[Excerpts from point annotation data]
· · · · ·

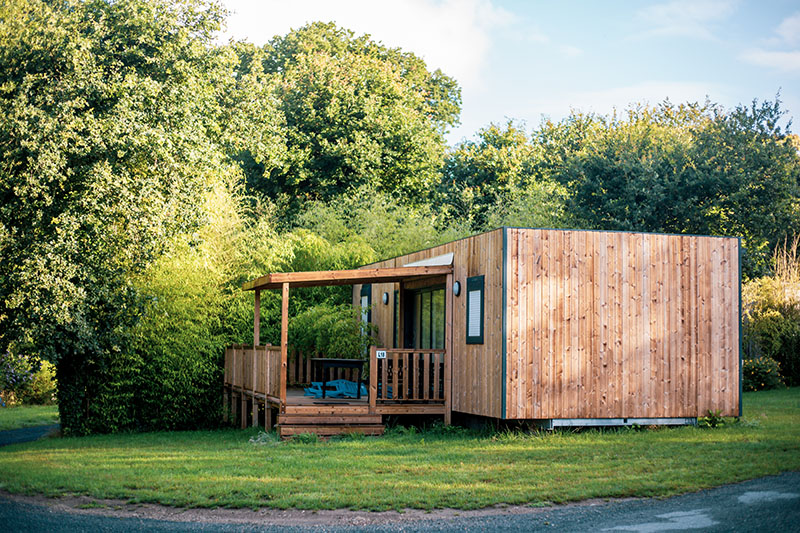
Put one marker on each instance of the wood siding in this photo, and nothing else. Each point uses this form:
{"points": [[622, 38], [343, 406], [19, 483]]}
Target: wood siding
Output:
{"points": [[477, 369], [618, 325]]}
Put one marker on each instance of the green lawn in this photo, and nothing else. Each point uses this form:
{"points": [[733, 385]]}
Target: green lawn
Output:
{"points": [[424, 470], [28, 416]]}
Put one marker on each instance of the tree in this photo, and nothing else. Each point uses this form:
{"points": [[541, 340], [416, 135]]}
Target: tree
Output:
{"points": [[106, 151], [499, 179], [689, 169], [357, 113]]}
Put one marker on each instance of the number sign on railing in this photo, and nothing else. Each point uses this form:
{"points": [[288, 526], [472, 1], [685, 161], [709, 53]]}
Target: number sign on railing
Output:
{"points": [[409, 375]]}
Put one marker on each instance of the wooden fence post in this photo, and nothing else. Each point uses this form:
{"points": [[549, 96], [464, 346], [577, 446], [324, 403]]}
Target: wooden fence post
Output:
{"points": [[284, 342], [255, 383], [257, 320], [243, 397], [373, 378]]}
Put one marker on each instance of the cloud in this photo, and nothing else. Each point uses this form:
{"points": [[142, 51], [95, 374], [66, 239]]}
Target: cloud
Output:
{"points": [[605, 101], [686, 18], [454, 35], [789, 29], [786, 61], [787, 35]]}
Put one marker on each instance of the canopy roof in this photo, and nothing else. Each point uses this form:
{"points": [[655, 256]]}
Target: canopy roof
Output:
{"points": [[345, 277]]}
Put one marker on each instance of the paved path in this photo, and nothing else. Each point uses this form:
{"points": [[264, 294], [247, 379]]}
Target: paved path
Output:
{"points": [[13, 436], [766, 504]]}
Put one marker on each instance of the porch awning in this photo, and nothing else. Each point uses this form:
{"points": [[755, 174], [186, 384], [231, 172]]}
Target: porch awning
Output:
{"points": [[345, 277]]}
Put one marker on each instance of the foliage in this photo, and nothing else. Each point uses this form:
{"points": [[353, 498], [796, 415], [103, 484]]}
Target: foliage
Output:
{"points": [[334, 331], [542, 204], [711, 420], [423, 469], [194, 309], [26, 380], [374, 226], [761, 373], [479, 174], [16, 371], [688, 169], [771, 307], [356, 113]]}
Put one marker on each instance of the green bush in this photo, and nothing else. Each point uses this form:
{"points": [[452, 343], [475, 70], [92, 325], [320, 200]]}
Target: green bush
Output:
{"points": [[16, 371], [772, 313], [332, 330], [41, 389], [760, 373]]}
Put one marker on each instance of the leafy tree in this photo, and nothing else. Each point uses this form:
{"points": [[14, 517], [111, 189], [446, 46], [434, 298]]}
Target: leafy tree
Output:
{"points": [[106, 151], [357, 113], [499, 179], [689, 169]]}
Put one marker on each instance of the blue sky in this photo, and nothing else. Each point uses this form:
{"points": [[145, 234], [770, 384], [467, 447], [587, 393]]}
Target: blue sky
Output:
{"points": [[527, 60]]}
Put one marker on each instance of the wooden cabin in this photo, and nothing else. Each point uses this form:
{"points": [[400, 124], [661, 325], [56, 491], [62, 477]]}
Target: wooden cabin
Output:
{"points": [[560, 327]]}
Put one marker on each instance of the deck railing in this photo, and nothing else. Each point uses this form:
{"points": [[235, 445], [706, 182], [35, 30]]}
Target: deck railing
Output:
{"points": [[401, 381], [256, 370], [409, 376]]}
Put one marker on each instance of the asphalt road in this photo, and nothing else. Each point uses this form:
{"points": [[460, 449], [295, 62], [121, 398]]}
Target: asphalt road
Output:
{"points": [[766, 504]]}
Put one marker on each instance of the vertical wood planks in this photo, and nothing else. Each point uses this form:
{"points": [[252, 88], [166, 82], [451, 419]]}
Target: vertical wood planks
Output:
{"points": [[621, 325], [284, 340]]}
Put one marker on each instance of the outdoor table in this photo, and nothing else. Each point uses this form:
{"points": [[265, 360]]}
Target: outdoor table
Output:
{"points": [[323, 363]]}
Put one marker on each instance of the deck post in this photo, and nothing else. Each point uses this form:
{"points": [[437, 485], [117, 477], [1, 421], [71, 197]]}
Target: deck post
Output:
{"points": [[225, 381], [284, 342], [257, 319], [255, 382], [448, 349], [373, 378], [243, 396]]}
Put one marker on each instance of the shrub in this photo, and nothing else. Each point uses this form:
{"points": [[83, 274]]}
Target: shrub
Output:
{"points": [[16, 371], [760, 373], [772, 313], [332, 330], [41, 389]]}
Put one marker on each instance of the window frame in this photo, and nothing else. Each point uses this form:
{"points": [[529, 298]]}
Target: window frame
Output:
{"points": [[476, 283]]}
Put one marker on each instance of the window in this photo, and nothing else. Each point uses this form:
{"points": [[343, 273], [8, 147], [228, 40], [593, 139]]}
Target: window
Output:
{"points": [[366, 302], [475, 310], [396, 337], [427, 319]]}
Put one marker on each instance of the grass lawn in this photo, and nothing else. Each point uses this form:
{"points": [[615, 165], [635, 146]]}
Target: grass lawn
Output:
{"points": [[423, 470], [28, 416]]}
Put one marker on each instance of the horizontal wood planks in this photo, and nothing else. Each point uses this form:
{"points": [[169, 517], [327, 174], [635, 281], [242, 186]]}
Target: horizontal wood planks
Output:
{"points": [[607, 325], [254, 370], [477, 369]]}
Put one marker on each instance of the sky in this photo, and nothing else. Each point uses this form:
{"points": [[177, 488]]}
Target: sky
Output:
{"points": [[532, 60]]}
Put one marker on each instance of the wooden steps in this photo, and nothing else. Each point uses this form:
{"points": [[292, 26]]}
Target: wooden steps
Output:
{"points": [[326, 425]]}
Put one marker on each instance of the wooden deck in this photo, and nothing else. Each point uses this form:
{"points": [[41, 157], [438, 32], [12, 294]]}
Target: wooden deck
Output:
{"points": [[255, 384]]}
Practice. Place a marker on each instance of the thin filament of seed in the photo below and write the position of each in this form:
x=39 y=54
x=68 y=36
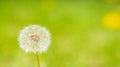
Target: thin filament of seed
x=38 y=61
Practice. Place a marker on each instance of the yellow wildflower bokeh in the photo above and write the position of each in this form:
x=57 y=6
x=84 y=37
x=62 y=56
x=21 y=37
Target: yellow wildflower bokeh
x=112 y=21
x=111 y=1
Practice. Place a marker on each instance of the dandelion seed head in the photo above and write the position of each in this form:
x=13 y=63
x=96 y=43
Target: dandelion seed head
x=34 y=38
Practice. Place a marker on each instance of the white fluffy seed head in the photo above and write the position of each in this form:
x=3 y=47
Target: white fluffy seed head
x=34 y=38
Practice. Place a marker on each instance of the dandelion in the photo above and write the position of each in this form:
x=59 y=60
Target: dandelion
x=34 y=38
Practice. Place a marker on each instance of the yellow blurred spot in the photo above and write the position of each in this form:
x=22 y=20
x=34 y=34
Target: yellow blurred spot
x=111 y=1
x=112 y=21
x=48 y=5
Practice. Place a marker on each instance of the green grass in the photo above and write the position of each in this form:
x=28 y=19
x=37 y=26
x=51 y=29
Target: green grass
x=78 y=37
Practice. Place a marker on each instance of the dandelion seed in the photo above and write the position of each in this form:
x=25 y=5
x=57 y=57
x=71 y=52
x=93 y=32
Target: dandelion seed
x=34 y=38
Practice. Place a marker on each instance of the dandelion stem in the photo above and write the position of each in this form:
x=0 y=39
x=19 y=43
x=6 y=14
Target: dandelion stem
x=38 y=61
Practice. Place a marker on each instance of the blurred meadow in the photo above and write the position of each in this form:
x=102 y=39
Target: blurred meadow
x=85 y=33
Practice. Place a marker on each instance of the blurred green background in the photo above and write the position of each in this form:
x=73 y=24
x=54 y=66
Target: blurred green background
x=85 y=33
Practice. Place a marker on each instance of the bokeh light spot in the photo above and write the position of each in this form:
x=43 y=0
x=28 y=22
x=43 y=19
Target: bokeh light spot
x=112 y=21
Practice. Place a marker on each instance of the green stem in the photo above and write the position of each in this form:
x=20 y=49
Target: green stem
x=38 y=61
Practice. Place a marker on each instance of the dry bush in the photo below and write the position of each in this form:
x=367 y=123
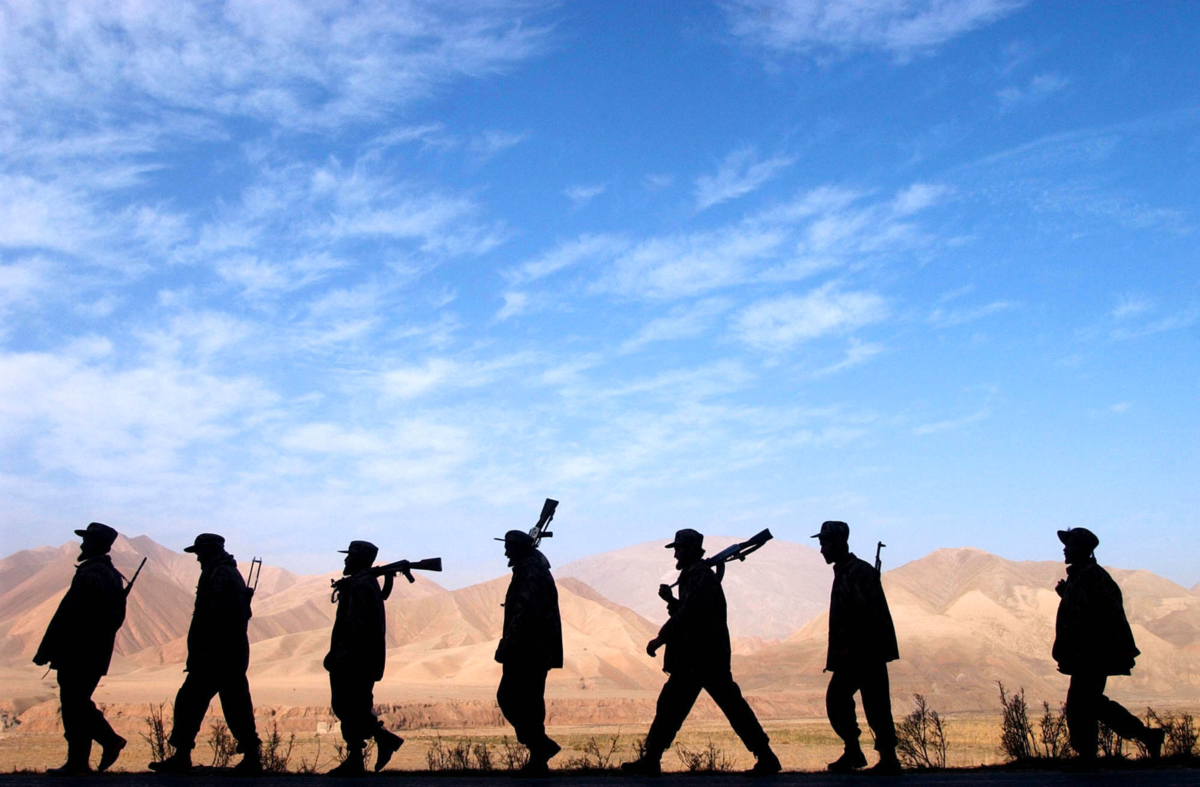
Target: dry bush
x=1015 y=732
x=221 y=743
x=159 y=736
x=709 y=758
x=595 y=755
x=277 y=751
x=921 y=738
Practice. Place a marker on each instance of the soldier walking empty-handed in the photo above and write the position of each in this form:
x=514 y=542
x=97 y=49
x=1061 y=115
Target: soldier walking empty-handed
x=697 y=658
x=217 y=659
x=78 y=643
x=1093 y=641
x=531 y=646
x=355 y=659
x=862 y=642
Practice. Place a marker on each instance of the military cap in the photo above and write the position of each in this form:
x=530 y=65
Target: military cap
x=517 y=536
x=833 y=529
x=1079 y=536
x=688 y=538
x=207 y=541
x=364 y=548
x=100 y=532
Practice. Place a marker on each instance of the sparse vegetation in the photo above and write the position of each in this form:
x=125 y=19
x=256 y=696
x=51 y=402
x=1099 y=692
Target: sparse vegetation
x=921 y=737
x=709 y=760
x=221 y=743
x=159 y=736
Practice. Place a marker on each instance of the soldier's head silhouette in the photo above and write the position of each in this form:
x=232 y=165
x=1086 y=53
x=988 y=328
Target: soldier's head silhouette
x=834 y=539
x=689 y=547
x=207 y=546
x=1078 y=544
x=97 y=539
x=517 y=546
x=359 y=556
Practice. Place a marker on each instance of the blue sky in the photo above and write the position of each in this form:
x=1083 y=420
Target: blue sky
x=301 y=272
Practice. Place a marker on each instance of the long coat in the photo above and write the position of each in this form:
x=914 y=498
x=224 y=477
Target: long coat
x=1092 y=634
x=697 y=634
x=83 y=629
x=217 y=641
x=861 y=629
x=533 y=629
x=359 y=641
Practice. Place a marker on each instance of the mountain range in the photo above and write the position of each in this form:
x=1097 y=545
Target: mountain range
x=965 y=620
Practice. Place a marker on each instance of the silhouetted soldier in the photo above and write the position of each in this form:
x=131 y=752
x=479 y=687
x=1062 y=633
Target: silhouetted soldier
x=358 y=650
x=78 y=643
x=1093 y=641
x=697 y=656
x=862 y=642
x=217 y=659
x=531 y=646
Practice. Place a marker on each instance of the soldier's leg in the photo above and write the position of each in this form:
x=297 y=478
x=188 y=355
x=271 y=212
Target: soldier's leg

· · · · ·

**Task**
Reproduce the data verbatim, from the line containing "Practice. Place a marker on each instance of the green stem" down through the line containing "x=921 y=738", including both of those lines. Omit the pictures.

**Result of this exercise**
Practice. Place a marker on each instance of the green stem in the photo above and write the position of each in this form:
x=20 y=49
Target: green stem
x=38 y=61
Practice. Place a marker on each instance of the dry bush in the photo below and write the position of each in this form:
x=367 y=123
Target: dry bush
x=1015 y=732
x=221 y=743
x=159 y=736
x=709 y=758
x=595 y=755
x=277 y=751
x=921 y=738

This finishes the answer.